◆ **Extract**:
□ □ □ □

Warp Door's Pocket Dimension - Creep Into My Cavity
Last week's Pocket Dimension wasn't to be as I was caught up in all the excitement at GaymerX. We're back on track this week, though, and I have upped the number of entries in order to hopefully make up for my absence.
The selection in this week's Pocket Dimension barely have anything in common. There are, however, plenty of hostile spaces that force vulnerability onto you. The method of turning you fragile differs, it ranging from shifting walls to hostile bodies that shoot bullets at you.
There's also an eclectic mix of textures and art to gaze at. The words I'd use to describe those include: camp, abrasive, writhing, kitsch, pulsating, and disturbing.
SCARY MAZE (David Grenzowski)
Why play it? As if Death Grips wasn't intimidating enough (despite the experimental hip-hop group being no more), SCARY MAZE has you chased by the monstrous barks of the group's lead, MC Ride, as you attempt to find this maze's randomized single exit.
As with Death Grips's tumultuous tracks, SCARY MAZE drives paranoia into you like a sledgehammer. You must ruthlessly gamble your life in order to find freedom from the pulsating walls and the warbling creatures they hold captive. And what a beautiful freedom it is. Finding the exit sees you fall endlessly from life and limb. Without a scream, you descend into the darkness below the maze, watching it disappear into tiny dots. The monsters stare at you from above with desire.
Play on Game Jolt (Browser)
Within (RageKit)
Why play it? Playing this first-person puzzler is like trying to turn your head fast enough to see the back of it in a mirror. You constantly second-guess the level design and aim to catch it out as it pulls off another magic trick in your wake, such as the walls shifting and swapping, leading you round in circles.
What makes the trickery seem even more conniving is the fact that each wall and plinth is delineated with thick black lines. There are no fancy art assets or colorful textures hiding its design. It's there, right in front of you, in plain black and white. Yet, every time you think you're going somewhere new, you end up back in that same room for the third or fourth time.
Download on itch.io (Windows, Mac)
Peaceful Skeleton Realm: ABH (LouHam)

□ □ □ □

Spatial annotation records:
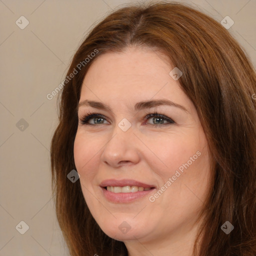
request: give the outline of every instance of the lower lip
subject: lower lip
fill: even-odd
[[[144,198],[154,191],[156,188],[152,188],[146,191],[138,191],[138,192],[130,192],[128,193],[114,193],[108,191],[102,188],[103,194],[106,198],[113,202],[129,202],[134,200]]]

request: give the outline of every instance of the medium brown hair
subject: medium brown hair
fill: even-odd
[[[182,71],[178,82],[196,106],[206,134],[212,186],[202,210],[206,216],[194,255],[255,256],[255,70],[245,51],[220,22],[176,2],[115,10],[91,30],[72,59],[67,76],[74,69],[78,72],[65,82],[59,124],[51,144],[57,217],[71,255],[128,255],[123,242],[101,230],[86,204],[80,182],[70,182],[67,175],[76,169],[76,106],[84,76],[100,55],[131,46],[164,52],[170,66]],[[98,53],[86,64],[85,58],[96,50]],[[234,227],[228,234],[220,228],[228,220]]]

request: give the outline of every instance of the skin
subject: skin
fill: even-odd
[[[78,124],[74,156],[83,194],[100,228],[123,241],[130,256],[192,256],[200,223],[197,218],[209,187],[205,134],[194,106],[169,74],[174,68],[159,52],[128,48],[95,60],[82,86],[80,102],[100,102],[112,110],[78,108],[80,120],[88,111],[106,116],[102,124],[94,118],[90,122],[94,126]],[[166,105],[134,109],[137,102],[158,99],[172,100],[188,112]],[[156,110],[175,123],[144,120]],[[132,124],[125,132],[118,126],[124,118]],[[156,191],[130,203],[110,202],[99,186],[104,180],[128,178],[158,190],[198,151],[200,156],[154,202],[148,196]],[[124,221],[130,226],[126,234],[118,228]]]

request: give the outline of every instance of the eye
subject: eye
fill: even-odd
[[[174,124],[175,122],[171,118],[168,118],[164,114],[158,114],[155,112],[154,114],[148,114],[144,118],[144,120],[152,119],[153,124],[149,124],[150,126],[156,126],[155,124],[160,124],[156,126],[165,126],[166,124]],[[165,123],[164,122],[166,121]]]
[[[92,124],[90,124],[89,122],[90,120],[91,119],[92,120]],[[86,114],[80,120],[80,124],[86,124],[86,125],[94,125],[96,124],[102,124],[102,122],[104,122],[104,116],[98,114],[96,113],[88,113]]]
[[[175,122],[171,118],[164,114],[159,114],[156,112],[148,114],[144,118],[144,120],[152,119],[153,124],[148,124],[148,125],[153,126],[162,126],[166,124],[174,124]],[[92,120],[92,122],[90,122]],[[104,121],[106,120],[105,116],[97,113],[87,113],[80,120],[82,124],[88,126],[95,126],[96,124],[104,124]],[[164,123],[164,121],[166,122]]]

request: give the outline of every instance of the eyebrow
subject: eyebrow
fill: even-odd
[[[138,102],[136,103],[134,106],[134,110],[140,110],[161,105],[167,105],[171,106],[174,106],[176,108],[178,108],[188,113],[188,110],[184,106],[168,100],[155,100]],[[76,108],[76,111],[78,112],[79,108],[82,106],[89,106],[99,110],[108,110],[112,112],[112,110],[108,106],[101,102],[96,102],[94,100],[84,100],[79,102]]]

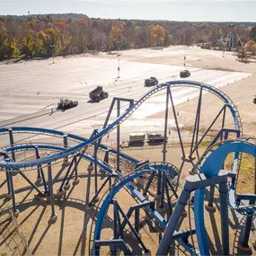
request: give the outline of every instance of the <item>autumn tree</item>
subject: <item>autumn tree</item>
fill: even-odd
[[[59,54],[61,50],[61,42],[58,29],[46,29],[45,31],[39,33],[39,38],[42,42],[42,52],[44,55],[51,56],[51,46],[54,46],[54,54]]]
[[[10,57],[18,58],[20,57],[20,49],[15,39],[13,39],[10,43]]]
[[[250,32],[250,39],[256,41],[256,26],[252,27]]]
[[[28,34],[22,39],[22,52],[28,57],[34,57],[41,52],[41,41],[38,34],[33,31],[29,31]]]
[[[163,46],[164,40],[164,29],[160,25],[155,25],[151,29],[151,40],[154,46]]]
[[[125,22],[119,22],[119,23],[112,25],[109,40],[114,46],[117,47],[124,44],[124,41],[126,40],[126,38],[124,37],[125,29]]]
[[[256,45],[256,42],[251,40],[249,40],[249,41],[246,43],[246,45],[245,45],[245,49],[246,49],[247,51],[252,51],[252,48],[254,45]]]
[[[0,27],[0,59],[9,57],[9,40],[7,30]]]

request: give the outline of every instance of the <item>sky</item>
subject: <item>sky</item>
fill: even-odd
[[[256,0],[0,0],[0,15],[28,11],[106,19],[256,22]]]

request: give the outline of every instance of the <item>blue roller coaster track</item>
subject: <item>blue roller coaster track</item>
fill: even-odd
[[[226,158],[227,154],[229,153],[235,153],[236,157],[234,158],[234,163],[238,161],[238,154],[240,153],[247,153],[253,156],[256,156],[256,147],[254,145],[246,142],[244,139],[240,140],[234,140],[234,141],[224,141],[220,142],[216,145],[214,145],[213,146],[210,146],[206,153],[201,156],[199,163],[196,164],[196,168],[199,170],[199,174],[196,174],[196,178],[193,178],[192,180],[190,180],[190,178],[187,179],[187,181],[184,186],[184,190],[181,192],[181,195],[180,196],[178,199],[177,206],[175,207],[175,209],[173,213],[171,216],[171,218],[169,221],[166,221],[164,218],[162,217],[162,216],[156,211],[154,205],[150,205],[150,202],[146,199],[145,195],[143,195],[141,192],[139,192],[136,187],[131,183],[131,181],[136,179],[139,178],[146,173],[153,173],[153,172],[169,172],[172,173],[173,176],[177,176],[179,170],[172,164],[167,163],[165,162],[161,163],[150,163],[149,162],[146,162],[141,165],[140,161],[137,159],[131,157],[126,154],[119,153],[118,150],[110,148],[102,143],[99,144],[99,148],[103,151],[108,151],[110,154],[113,154],[115,155],[119,155],[121,158],[128,160],[134,164],[137,164],[137,167],[136,169],[136,172],[134,173],[131,173],[128,176],[123,176],[118,170],[108,164],[104,160],[101,160],[98,157],[95,156],[95,154],[90,154],[89,153],[83,151],[83,149],[85,149],[92,144],[94,144],[97,141],[101,142],[101,138],[107,135],[108,133],[111,132],[113,129],[117,128],[119,126],[120,126],[128,117],[132,115],[133,112],[135,112],[143,102],[145,102],[149,97],[154,95],[159,91],[167,89],[171,90],[173,87],[179,87],[179,86],[186,86],[186,87],[192,87],[192,88],[198,88],[200,89],[200,92],[209,92],[218,97],[225,104],[225,107],[228,108],[234,121],[234,129],[237,132],[237,136],[240,137],[243,134],[243,128],[242,128],[242,122],[241,118],[239,116],[238,110],[236,110],[235,105],[232,102],[232,100],[225,95],[223,92],[218,90],[217,88],[202,84],[198,82],[192,82],[192,81],[171,81],[167,82],[165,84],[158,84],[154,87],[153,87],[151,90],[149,90],[146,93],[145,93],[138,101],[133,101],[132,103],[129,104],[128,108],[121,114],[119,115],[111,124],[106,126],[105,128],[102,129],[98,129],[91,137],[84,138],[79,136],[72,135],[72,134],[66,134],[61,131],[52,130],[52,129],[47,129],[47,128],[27,128],[27,127],[13,127],[13,128],[0,128],[0,134],[9,134],[11,135],[12,139],[10,139],[10,146],[5,146],[2,148],[1,154],[4,156],[4,159],[0,161],[0,169],[4,172],[22,172],[22,171],[31,170],[31,169],[36,169],[36,168],[41,168],[43,165],[54,164],[55,162],[65,160],[70,155],[76,154],[80,155],[82,158],[89,161],[90,163],[95,163],[97,162],[98,166],[102,169],[106,173],[110,175],[113,179],[115,179],[117,183],[115,186],[112,187],[112,190],[110,190],[107,198],[102,201],[102,205],[101,207],[101,209],[98,213],[98,218],[95,225],[95,231],[94,231],[94,238],[93,238],[93,253],[94,255],[99,255],[100,249],[96,247],[97,243],[102,243],[101,242],[101,232],[102,227],[102,222],[104,219],[104,216],[107,213],[107,209],[111,204],[112,199],[114,196],[122,188],[126,187],[131,195],[137,199],[140,204],[145,204],[146,207],[144,209],[146,210],[146,214],[149,214],[151,216],[153,216],[154,219],[157,220],[157,223],[159,226],[161,226],[163,230],[165,230],[164,235],[163,237],[163,240],[160,243],[157,255],[164,255],[167,253],[168,248],[172,244],[172,243],[174,240],[177,240],[182,246],[190,252],[190,254],[195,254],[195,250],[191,249],[191,244],[185,243],[183,238],[187,239],[189,235],[197,234],[198,241],[199,241],[199,252],[197,251],[197,254],[200,253],[201,255],[209,255],[209,250],[208,245],[206,241],[207,235],[206,235],[206,229],[205,229],[205,223],[204,223],[204,209],[203,209],[203,204],[204,204],[204,194],[205,194],[205,188],[207,186],[212,185],[219,185],[220,188],[220,193],[222,193],[223,196],[220,197],[221,199],[221,209],[222,209],[222,221],[223,221],[223,230],[224,232],[226,232],[226,226],[227,226],[227,207],[225,205],[225,195],[227,194],[227,186],[226,181],[227,181],[227,174],[222,172],[222,167],[224,164],[224,161]],[[173,102],[172,102],[172,104],[173,106]],[[166,132],[166,131],[165,131]],[[68,139],[70,141],[75,142],[77,145],[73,146],[67,146],[67,145],[65,146],[59,146],[59,145],[46,145],[46,144],[22,144],[22,145],[15,145],[13,141],[13,133],[31,133],[31,134],[42,134],[47,135],[49,137],[57,137],[60,138],[66,137],[66,139]],[[53,150],[57,153],[54,153],[52,154],[48,154],[46,156],[38,157],[37,159],[32,160],[26,160],[26,161],[19,161],[15,162],[9,157],[9,154],[13,154],[14,152],[18,151],[23,151],[23,150],[35,150],[42,149],[42,150]],[[235,176],[235,168],[234,169],[234,175]],[[49,167],[49,173],[50,173],[50,168]],[[69,172],[69,171],[68,171]],[[205,175],[205,178],[201,178],[201,174]],[[165,174],[164,174],[165,175]],[[232,175],[232,174],[231,174]],[[240,198],[239,202],[235,199],[235,179],[234,176],[232,176],[233,182],[232,186],[229,190],[229,202],[230,206],[234,208],[235,208],[240,213],[244,213],[244,215],[248,216],[251,211],[251,214],[252,212],[252,215],[254,215],[254,212],[256,211],[256,207],[252,203],[254,199],[254,198],[250,197],[249,195],[243,196]],[[6,179],[10,179],[8,183],[8,188],[12,189],[12,174],[6,174]],[[154,177],[154,176],[152,176]],[[166,183],[167,184],[167,183]],[[223,185],[224,184],[224,185]],[[51,187],[51,190],[49,191],[51,194],[52,191],[52,184],[49,183],[49,189]],[[167,185],[166,185],[167,186]],[[172,185],[170,185],[172,187]],[[190,231],[190,232],[184,232],[182,231],[183,235],[181,233],[179,233],[179,231],[176,230],[176,226],[178,225],[178,219],[180,218],[181,212],[184,210],[185,205],[188,203],[189,196],[191,192],[195,191],[195,225],[196,225],[196,231]],[[13,191],[12,193],[13,198],[14,197]],[[256,199],[256,198],[255,198]],[[243,199],[250,200],[249,205],[244,205],[241,202]],[[13,201],[14,202],[14,201]],[[226,200],[227,202],[227,200]],[[254,201],[255,203],[255,201]],[[54,207],[53,199],[51,201],[52,206]],[[254,211],[255,208],[255,211]],[[171,238],[170,238],[171,237]],[[169,241],[168,241],[168,238]],[[167,242],[168,241],[168,242]],[[117,242],[118,243],[118,242]],[[225,253],[228,252],[227,248],[228,240],[223,238],[223,251]],[[246,242],[245,242],[246,243]]]

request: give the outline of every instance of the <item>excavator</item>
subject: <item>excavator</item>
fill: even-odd
[[[78,102],[73,102],[69,99],[60,99],[59,102],[57,103],[57,110],[66,110],[68,109],[75,108],[78,105]]]

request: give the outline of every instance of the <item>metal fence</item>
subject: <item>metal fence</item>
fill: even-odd
[[[3,251],[5,251],[6,255],[31,256],[32,253],[28,246],[27,239],[22,233],[22,226],[13,215],[10,204],[8,204],[8,211],[6,215],[6,221],[4,222],[5,225],[1,231],[3,238],[3,244],[1,247]]]

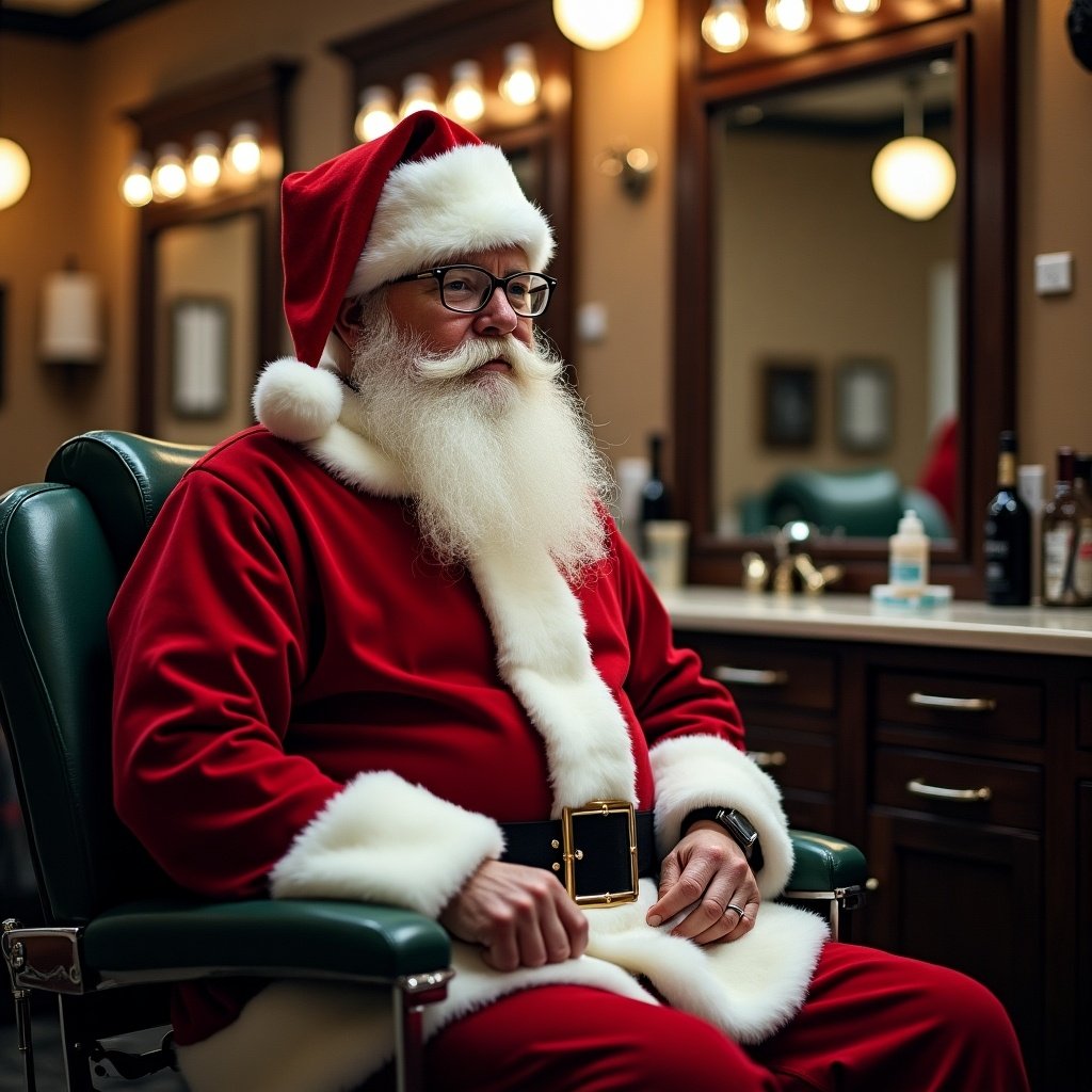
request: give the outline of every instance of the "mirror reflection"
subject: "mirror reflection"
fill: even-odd
[[[239,213],[156,236],[155,436],[212,444],[253,423],[259,229]]]
[[[915,508],[951,536],[959,201],[911,218],[881,203],[873,167],[907,134],[952,153],[956,76],[935,56],[711,115],[722,535],[805,519],[885,536]]]

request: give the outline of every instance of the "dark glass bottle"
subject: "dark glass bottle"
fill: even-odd
[[[641,489],[641,553],[648,556],[645,526],[653,520],[668,520],[672,515],[672,498],[663,478],[664,438],[649,437],[649,478]]]
[[[1043,605],[1092,606],[1092,499],[1073,484],[1073,449],[1058,448],[1054,498],[1043,509]]]
[[[986,602],[995,606],[1031,603],[1031,510],[1017,492],[1017,438],[1001,432],[997,492],[986,508]]]

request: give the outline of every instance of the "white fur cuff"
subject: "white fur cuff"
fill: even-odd
[[[492,819],[390,771],[363,773],[296,836],[271,889],[275,899],[360,899],[438,917],[503,847]]]
[[[661,856],[679,840],[695,808],[738,808],[755,824],[764,864],[758,874],[762,898],[780,894],[793,871],[793,843],[781,791],[744,751],[715,736],[681,736],[650,752],[656,782],[656,843]]]

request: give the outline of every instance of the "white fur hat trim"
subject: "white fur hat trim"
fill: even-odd
[[[274,436],[306,443],[324,436],[341,416],[342,383],[325,368],[283,356],[265,366],[251,404]]]

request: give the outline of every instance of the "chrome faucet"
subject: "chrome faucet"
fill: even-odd
[[[804,547],[816,531],[815,524],[804,520],[794,520],[775,529],[771,535],[772,563],[755,550],[744,554],[744,587],[752,592],[769,587],[779,595],[787,595],[799,587],[809,595],[818,595],[841,580],[842,566],[817,566],[806,553]]]

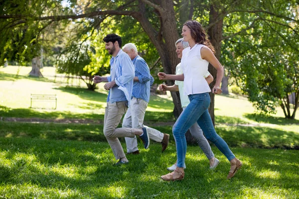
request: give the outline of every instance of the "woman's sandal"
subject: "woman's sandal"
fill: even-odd
[[[175,179],[173,179],[172,175],[175,173],[174,172],[177,173],[178,175],[179,175],[179,177],[178,178]],[[164,175],[164,176],[161,176],[161,179],[166,181],[176,181],[178,180],[183,180],[184,179],[184,176],[185,176],[185,172],[179,172],[177,170],[175,170],[173,172]]]
[[[241,169],[241,167],[242,167],[243,164],[240,160],[237,159],[237,162],[236,163],[236,164],[231,164],[231,166],[233,165],[237,165],[237,166],[236,167],[236,169],[235,169],[233,172],[231,172],[230,171],[228,173],[228,175],[227,176],[228,179],[230,179],[231,178],[235,176],[235,174],[236,174],[236,173],[237,173],[237,171]]]

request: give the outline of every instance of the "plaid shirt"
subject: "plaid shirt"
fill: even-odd
[[[132,62],[135,67],[135,77],[138,77],[139,80],[139,82],[134,82],[132,96],[149,102],[150,87],[153,83],[150,68],[146,61],[139,55],[137,55]]]

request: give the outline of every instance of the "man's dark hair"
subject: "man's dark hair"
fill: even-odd
[[[122,47],[122,37],[119,36],[116,34],[107,34],[106,37],[103,39],[103,41],[108,43],[109,42],[111,42],[113,43],[115,43],[115,42],[117,41],[119,43],[119,46],[120,48]]]

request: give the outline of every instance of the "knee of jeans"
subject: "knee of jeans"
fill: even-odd
[[[182,133],[179,128],[177,128],[176,126],[173,126],[172,127],[172,134],[174,137],[176,137],[179,136]]]
[[[108,138],[111,138],[113,134],[113,130],[104,129],[104,135]]]
[[[212,142],[214,142],[217,139],[217,136],[212,136],[209,133],[206,133],[204,135],[208,140]]]

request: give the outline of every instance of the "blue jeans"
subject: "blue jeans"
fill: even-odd
[[[185,134],[194,123],[197,122],[207,140],[213,142],[229,161],[235,158],[227,144],[214,128],[208,107],[211,99],[208,93],[188,96],[190,103],[182,112],[172,127],[177,155],[177,166],[183,167],[187,151]]]

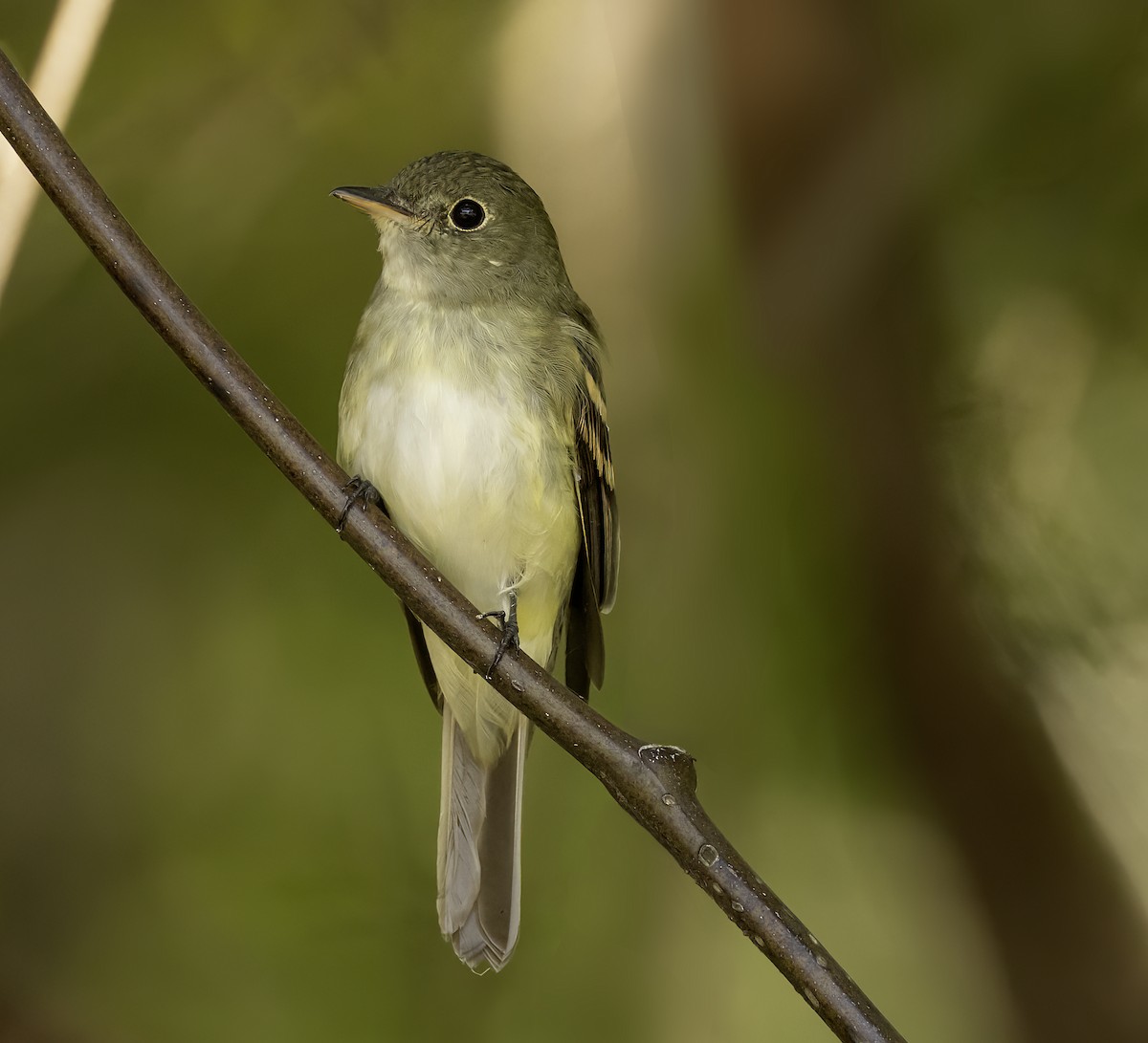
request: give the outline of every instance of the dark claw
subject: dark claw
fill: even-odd
[[[502,657],[506,654],[506,649],[518,647],[518,597],[511,591],[509,614],[502,609],[498,612],[483,612],[479,613],[479,618],[497,620],[503,629],[502,637],[498,639],[498,647],[495,649],[495,657],[490,661],[490,668],[483,678],[484,680],[490,680],[495,675],[495,670],[498,669]]]
[[[351,513],[351,507],[355,504],[362,504],[363,509],[366,509],[367,504],[374,504],[379,506],[382,503],[382,497],[379,496],[379,490],[374,488],[366,478],[360,478],[355,475],[346,485],[343,485],[343,492],[347,493],[347,503],[343,504],[342,514],[339,515],[339,522],[335,526],[335,531],[342,536],[343,529],[347,527],[347,515]]]

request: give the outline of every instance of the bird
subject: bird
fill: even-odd
[[[502,626],[483,676],[404,609],[442,714],[439,926],[472,970],[499,971],[532,724],[488,680],[519,646],[551,674],[561,656],[583,699],[602,687],[619,561],[603,338],[542,201],[497,159],[440,151],[332,195],[372,218],[382,255],[339,400],[347,507],[377,499]]]

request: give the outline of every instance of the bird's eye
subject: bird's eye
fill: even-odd
[[[487,211],[476,200],[459,200],[450,208],[448,217],[459,232],[473,232],[486,221]]]

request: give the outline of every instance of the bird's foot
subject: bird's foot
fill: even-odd
[[[339,522],[335,526],[335,531],[340,536],[343,535],[343,529],[347,527],[347,515],[351,513],[351,507],[356,504],[362,504],[365,511],[367,504],[374,504],[378,507],[382,503],[379,490],[366,478],[362,478],[358,475],[355,475],[354,478],[343,485],[343,492],[347,493],[347,503],[343,504],[342,513],[339,515]]]
[[[502,637],[498,639],[498,647],[495,649],[495,657],[490,661],[490,668],[487,670],[486,680],[490,680],[494,677],[495,670],[498,669],[498,663],[502,662],[502,657],[506,654],[507,648],[518,647],[518,597],[513,591],[510,592],[510,612],[481,612],[479,613],[480,620],[497,620],[502,626]]]

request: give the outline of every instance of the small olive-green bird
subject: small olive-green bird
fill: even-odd
[[[382,255],[339,402],[340,462],[502,621],[499,655],[520,643],[553,671],[561,652],[587,698],[618,577],[614,468],[602,338],[542,201],[463,151],[332,194],[370,215]],[[518,941],[532,726],[406,614],[442,711],[439,924],[470,967],[498,971]]]

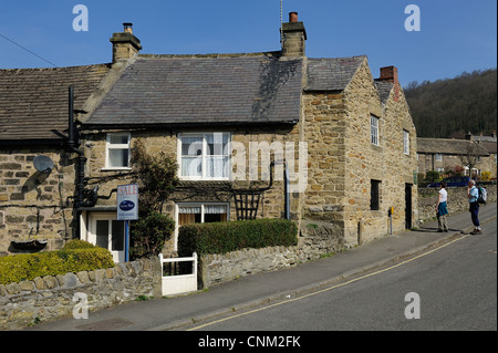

□ □ □ □

◆ **Problem 1**:
In the Pocket Dimension column, what marks out each wall and plinth in Within?
◆ **Problem 2**:
Copy the Pocket Dimension column's text between "Why play it? Playing" and "itch.io (Windows, Mac)", inclusive.
Nothing here requires the records.

◆ **Solution 1**:
Thick black lines.

◆ **Solution 2**:
Why play it? Playing this first-person puzzler is like trying to turn your head fast enough to see the back of it in a mirror. You constantly second-guess the level design and aim to catch it out as it pulls off another magic trick in your wake, such as the walls shifting and swapping, leading you round in circles.
What makes the trickery seem even more conniving is the fact that each wall and plinth is delineated with thick black lines. There are no fancy art assets or colorful textures hiding its design. It's there, right in front of you, in plain black and white. Yet, every time you think you're going somewhere new, you end up back in that same room for the third or fourth time.
Download on itch.io (Windows, Mac)